▶ _Task goal_: Go over the data and copy out each line with "tree" in it.

▶ _Data under study_:
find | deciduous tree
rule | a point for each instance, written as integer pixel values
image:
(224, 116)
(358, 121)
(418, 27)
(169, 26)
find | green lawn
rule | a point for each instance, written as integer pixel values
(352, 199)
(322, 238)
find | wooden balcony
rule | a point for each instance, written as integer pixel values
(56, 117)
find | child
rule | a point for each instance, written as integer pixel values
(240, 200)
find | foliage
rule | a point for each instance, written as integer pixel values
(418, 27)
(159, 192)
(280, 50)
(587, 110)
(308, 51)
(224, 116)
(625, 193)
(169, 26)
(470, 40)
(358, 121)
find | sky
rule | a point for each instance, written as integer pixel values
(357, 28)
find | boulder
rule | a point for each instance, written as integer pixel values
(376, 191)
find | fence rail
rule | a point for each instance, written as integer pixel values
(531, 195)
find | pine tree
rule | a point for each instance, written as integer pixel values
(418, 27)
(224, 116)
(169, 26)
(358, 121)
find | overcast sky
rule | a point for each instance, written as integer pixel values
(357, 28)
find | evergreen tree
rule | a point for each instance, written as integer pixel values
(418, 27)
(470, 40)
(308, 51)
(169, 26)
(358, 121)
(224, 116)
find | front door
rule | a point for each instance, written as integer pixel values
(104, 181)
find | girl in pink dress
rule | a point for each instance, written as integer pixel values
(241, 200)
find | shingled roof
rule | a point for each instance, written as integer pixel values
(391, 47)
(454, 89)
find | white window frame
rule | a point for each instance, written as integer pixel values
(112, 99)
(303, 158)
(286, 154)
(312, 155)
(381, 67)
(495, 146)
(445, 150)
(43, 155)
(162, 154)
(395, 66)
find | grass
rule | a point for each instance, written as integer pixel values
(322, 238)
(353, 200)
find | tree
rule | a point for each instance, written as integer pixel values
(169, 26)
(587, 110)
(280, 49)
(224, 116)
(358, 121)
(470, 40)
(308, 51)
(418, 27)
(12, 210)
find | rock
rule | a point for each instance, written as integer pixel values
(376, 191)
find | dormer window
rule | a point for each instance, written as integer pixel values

▶ _The answer_:
find | deciduous tree
find | pine tree
find | evergreen tree
find | tree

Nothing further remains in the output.